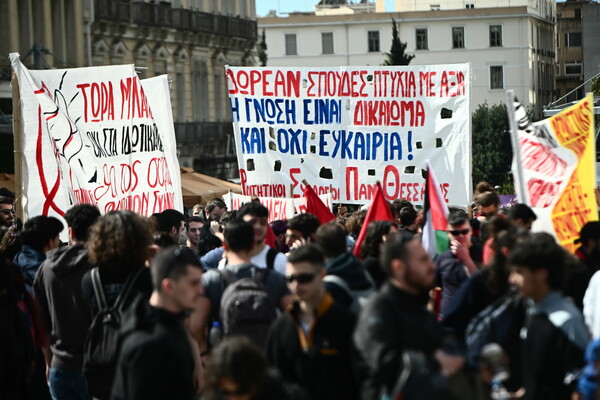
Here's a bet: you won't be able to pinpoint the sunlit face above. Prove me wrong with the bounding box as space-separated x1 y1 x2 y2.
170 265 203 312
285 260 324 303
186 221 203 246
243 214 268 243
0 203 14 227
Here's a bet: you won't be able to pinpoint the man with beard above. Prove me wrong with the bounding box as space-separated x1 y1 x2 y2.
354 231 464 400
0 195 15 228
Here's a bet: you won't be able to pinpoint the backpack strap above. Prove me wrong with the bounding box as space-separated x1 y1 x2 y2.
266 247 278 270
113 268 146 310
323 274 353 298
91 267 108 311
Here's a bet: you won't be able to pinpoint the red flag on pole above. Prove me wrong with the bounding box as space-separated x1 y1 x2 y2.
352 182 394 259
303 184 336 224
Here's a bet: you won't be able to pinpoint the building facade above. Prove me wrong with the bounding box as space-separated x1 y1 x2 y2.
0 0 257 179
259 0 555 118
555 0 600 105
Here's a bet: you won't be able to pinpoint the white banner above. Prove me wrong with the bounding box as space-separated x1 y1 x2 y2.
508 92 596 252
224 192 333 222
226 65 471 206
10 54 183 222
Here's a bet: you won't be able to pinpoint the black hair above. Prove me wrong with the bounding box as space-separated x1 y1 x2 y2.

### Exercise details
For this exercise, please reproduce the records above exactly and drop the images.

### Completed exercise
Here's a bet: you won't be able to pinpoint the sunlit face above. Prove me wrong with the bounding box as space-separated x1 y1 x2 y2.
170 265 203 312
285 260 324 303
186 221 203 246
243 214 268 243
0 203 14 227
Here's a bet: you won't be able to pinpoint the man with beard above. Prove me wrong with the bounding box as space-separated x1 y1 x2 y2.
354 231 464 400
0 195 15 228
Here's a bet: you won't be able to pinpoint the backpack strap above. Prove me wrong with the bounding box as space-separated x1 y1 x2 y2.
266 247 278 270
113 268 146 310
323 274 353 298
91 267 108 311
Here's a bet: you won't be able to pinpoint the red flag on pole above. Prove me wrong with the bounding box as space-separated x1 y1 x2 y2.
352 182 394 259
303 184 336 224
Here's a bet: you won't be able to pinpoint the building facade above. Prove me wrong with the bounding box as space-separated x1 y1 x2 y2.
0 0 257 179
259 0 555 118
555 0 600 105
Here's a bet: you won't be able to pinpoint the white banner above. Prove me wrong with the bounding box as space-separated x1 y1 x2 y2.
508 92 596 252
224 192 333 222
226 65 471 206
10 54 183 222
Here's a bet: you won't be able to pinpoint the black hair above. Prove me wrong with the bounding box as space-separated x1 y1 x2 y2.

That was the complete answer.